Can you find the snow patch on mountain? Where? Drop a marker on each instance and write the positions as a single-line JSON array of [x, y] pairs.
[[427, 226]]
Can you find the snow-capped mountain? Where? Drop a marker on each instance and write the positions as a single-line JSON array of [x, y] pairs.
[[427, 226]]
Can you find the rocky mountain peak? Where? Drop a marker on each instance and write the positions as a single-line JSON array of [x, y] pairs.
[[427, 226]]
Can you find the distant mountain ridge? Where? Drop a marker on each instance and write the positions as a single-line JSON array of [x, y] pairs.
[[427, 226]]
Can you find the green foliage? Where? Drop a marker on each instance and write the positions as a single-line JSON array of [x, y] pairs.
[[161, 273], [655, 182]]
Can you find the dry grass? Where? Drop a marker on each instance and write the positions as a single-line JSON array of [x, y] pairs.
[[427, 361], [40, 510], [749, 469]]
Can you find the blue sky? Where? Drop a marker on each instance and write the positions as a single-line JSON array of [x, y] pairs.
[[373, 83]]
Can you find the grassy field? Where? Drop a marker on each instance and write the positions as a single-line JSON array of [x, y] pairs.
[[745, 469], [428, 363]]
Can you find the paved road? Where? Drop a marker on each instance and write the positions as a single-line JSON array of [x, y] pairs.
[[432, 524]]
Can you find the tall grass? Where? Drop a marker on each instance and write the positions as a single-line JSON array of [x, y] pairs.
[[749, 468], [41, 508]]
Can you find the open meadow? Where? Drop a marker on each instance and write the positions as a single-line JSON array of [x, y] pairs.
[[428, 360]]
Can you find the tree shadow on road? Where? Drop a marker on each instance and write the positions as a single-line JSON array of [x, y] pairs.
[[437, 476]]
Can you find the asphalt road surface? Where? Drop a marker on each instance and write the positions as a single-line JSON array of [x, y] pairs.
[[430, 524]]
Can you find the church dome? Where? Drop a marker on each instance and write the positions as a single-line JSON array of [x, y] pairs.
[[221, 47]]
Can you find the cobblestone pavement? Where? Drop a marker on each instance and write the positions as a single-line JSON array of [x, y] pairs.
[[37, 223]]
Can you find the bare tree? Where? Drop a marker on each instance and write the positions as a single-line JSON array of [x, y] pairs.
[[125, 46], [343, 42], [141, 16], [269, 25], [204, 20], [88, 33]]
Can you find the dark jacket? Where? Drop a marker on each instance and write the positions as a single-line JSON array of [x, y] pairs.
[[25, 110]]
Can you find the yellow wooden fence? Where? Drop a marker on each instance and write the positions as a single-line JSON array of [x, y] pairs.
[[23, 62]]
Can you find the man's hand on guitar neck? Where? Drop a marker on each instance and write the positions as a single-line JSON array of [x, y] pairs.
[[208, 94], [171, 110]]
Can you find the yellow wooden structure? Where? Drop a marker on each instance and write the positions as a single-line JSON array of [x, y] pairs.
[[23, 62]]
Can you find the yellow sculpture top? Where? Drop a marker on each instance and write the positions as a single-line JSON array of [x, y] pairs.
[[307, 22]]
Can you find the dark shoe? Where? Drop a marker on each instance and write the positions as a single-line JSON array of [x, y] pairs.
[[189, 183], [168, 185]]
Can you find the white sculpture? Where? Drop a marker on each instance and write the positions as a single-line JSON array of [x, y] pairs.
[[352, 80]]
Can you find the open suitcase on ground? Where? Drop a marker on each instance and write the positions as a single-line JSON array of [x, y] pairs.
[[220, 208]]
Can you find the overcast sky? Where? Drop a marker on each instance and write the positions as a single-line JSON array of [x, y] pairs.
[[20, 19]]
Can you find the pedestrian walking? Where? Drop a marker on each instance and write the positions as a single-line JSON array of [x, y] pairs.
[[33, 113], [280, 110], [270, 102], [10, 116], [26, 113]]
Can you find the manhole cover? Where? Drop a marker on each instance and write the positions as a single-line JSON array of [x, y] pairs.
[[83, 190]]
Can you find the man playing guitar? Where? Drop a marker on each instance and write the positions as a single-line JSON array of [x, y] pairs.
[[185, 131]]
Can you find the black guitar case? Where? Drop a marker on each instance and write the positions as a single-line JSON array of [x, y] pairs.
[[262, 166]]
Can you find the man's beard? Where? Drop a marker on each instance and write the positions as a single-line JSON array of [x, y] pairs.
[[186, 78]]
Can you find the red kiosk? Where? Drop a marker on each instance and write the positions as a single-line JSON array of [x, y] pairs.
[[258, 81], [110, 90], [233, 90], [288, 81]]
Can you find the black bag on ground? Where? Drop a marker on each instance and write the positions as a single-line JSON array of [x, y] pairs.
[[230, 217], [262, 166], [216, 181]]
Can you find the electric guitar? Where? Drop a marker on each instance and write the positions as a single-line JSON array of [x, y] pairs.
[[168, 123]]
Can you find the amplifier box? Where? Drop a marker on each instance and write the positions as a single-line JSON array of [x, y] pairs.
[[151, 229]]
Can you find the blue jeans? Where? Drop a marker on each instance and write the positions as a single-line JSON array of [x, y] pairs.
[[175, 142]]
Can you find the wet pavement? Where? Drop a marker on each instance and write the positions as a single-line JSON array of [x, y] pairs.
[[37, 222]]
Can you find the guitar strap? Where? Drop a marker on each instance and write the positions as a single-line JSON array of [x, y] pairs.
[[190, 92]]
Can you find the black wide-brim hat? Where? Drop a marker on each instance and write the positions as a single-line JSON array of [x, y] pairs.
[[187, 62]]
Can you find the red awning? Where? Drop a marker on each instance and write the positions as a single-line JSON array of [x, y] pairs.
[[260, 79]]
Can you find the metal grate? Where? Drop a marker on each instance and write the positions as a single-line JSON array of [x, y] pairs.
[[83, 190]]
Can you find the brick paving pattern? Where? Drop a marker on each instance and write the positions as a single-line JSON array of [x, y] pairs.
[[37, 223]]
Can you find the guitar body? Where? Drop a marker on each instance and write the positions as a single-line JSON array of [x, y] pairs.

━━━━━━━━━━

# [Task statement]
Nothing should be altered. Set down all the data again.

# [Response]
Can you find the snow patch on mountain? Where? Drop a marker on each instance and write the positions as a single-line JSON array of [x, y] pairs.
[[427, 226]]
Can you find the snow-capped mountain? Where? Drop a marker on each instance and write the positions as a single-line JSON array of [x, y] pairs.
[[427, 226]]
Can you find the rocky mountain peak? Where? Drop a marker on each instance and write the positions as a single-line JSON array of [x, y] pairs.
[[427, 226]]
Can you find the distant mountain ridge? Where? Drop a marker on each instance and write the positions as a single-line JSON array of [x, y] pairs.
[[427, 226]]
Can you find the green foliage? Where? Drop a marker on each instance and write the positions as a single-line JSON array of [x, y] pairs.
[[161, 273], [655, 182]]
Can you find the dry grass? Where? Drop a marker on each instance and write the positions as a single-line JSON array of [x, y] pairs.
[[427, 361], [40, 510], [749, 469]]
Can you find the blue sky? Where? Drop a marker on each instance and write the positions as a single-line JSON array of [x, y] pairs.
[[373, 83]]
Can you find the grassy field? Where? Drop a marker on each instance and write the positions as a single-line JSON array of [x, y] pairs.
[[745, 469], [428, 363]]
Can you find the paved road? Where? Drop a marker on each instance and write the positions as a single-line JSON array of [x, y] pairs.
[[432, 524]]
Can you find the tall grass? Where? Drop a marker on each instance and write the positions as a single-line JSON array of [x, y] pairs.
[[749, 468], [41, 508]]
Can you find the open meadow? Where? Drop a marker on each instance and write the positions as a single-line JSON array of [x, y] pairs.
[[428, 360]]
Can you find the tree shadow on road? Where? Drop a marker on each instance and write the positions as a single-line JSON array of [x, y] pairs.
[[437, 476]]
Can you find the asphalt road surface? Where? Drop a marker on each instance and write the positions as a single-line JSON array of [x, y] pairs.
[[430, 524]]
Can you find the church dome? Where? Drop a marker on each instance and write the positions as a single-line JSON array of [x, y] pairs.
[[221, 47]]
Can you find the cobblestone pavement? Where? Drop a marker on each instance and write the positions as a single-line JSON array of [x, y] pairs.
[[37, 223]]
Can you find the bare tree? Where? Drop a marker on each instance and write the positions as a single-line JSON array of [x, y] pairs.
[[125, 46], [343, 42], [141, 16], [269, 25], [204, 20], [88, 33]]
Can you find the dark jacket? Where? Drop a marker on each instance and write the positions as a single-line JSON array of [x, y] pairs.
[[25, 110]]
Can you find the yellow wooden fence? Where? Drop a marker on each instance and write the positions as a single-line JSON array of [x, y] pairs.
[[23, 62]]
Can you find the man's hand on guitar neck? Where? Drop a marker on each instance and write the positions as a single-line JSON array of [x, y] pairs.
[[208, 94], [171, 110]]
Can you find the yellow wooden structure? Where? Drop a marker on each instance and write the positions as a single-line JSON array of [x, y] pairs.
[[23, 62]]
Can you find the yellow sculpture top? Where? Drop a marker on each instance and write the positions as a single-line JSON array of [x, y] pairs.
[[307, 22]]
Can you find the dark shoe? Where? Drop a marker on each instance and write the positions as a single-line JSON array of [x, y] pairs.
[[189, 183], [168, 185]]
Can you find the white sculpture? Where? Drop a marker on each instance and write the positions as a single-line JSON array of [x, y] pairs.
[[352, 80]]
Can you find the open suitcase on ground? Where? Drop a marker on each instance and write the positions as a single-line JSON array of [x, y] pairs.
[[220, 208]]
Can you find the overcast sky? Where? Drop a marker on each instance and write the positions as a single-line JSON array of [x, y] pairs.
[[20, 19]]
Can you find the pedestrian walking? Where? Drop a marker on each instance and write the positions as a single-line JSON array of [x, y] pairs.
[[33, 113], [280, 110], [270, 102], [10, 116], [26, 113]]
Can you find the manhole cover? Where? Drop a marker on each instance and write the positions as a single-line JSON array of [x, y] pairs.
[[83, 190]]
Can you find the man playing guitar? Where? Drop a marker on each instance and write the positions as a single-line JSON array of [x, y] pairs.
[[185, 131]]
Can you find the black guitar case? Where? Drop a marker on each instance and write the positions as a single-line JSON array of [x, y] pairs.
[[262, 166]]
Can you find the man's beard? Where? Drop a marker on each instance and write the positions as a single-line JSON array of [x, y] pairs.
[[186, 78]]
Can you find the red kiosk? Where? Drop a marker on each instance and write the positions as a single-line JSON array of [x, y] pairs.
[[258, 81], [110, 90], [233, 90], [288, 81]]
Can you find the black bag on ground? Where? Drop a marker on each instance and write the positions as a single-line JSON array of [x, y] pairs.
[[230, 217], [262, 166], [216, 181]]
Can you find the electric guitar? Where? Drop a marker on each instance and write the positions as a single-line JSON array of [x, y] pairs.
[[168, 123]]
Can you find the amplifier box? Where? Drop a marker on each instance and write the positions as a single-line JSON array of [x, y] pairs.
[[151, 229]]
Can you find the blue jeans? Where? Drop a marker on each instance and write the positions as a single-line JSON array of [x, y] pairs.
[[175, 142]]
Can you find the wet pavement? Where? Drop a marker on each instance and write the positions as a single-line JSON array of [x, y] pairs.
[[37, 222]]
Can you find the guitar strap? Where? Drop a marker on each instance and write the positions as a single-line JSON array of [x, y] pairs.
[[190, 92]]
Can you find the black wide-brim hat? Where? Drop a marker on each instance and write the positions as a single-line JSON array of [x, y] pairs.
[[187, 62]]
Can you find the red awning? Where? Drop a marker on each instance and write the positions as a single-line JSON array of [x, y] pairs.
[[260, 79]]
Can you find the metal grate? Where? Drop a marker on each instance and write the positions as a single-line JSON array of [x, y] pairs.
[[83, 190]]
Can you find the brick paving pattern? Where? Drop a marker on each instance and write the positions as a single-line JSON array of [x, y] pairs.
[[37, 223]]
Can you find the guitar body? Where? Drop a marker on each instance and write the positions as a single-line JSON array of [x, y] pairs.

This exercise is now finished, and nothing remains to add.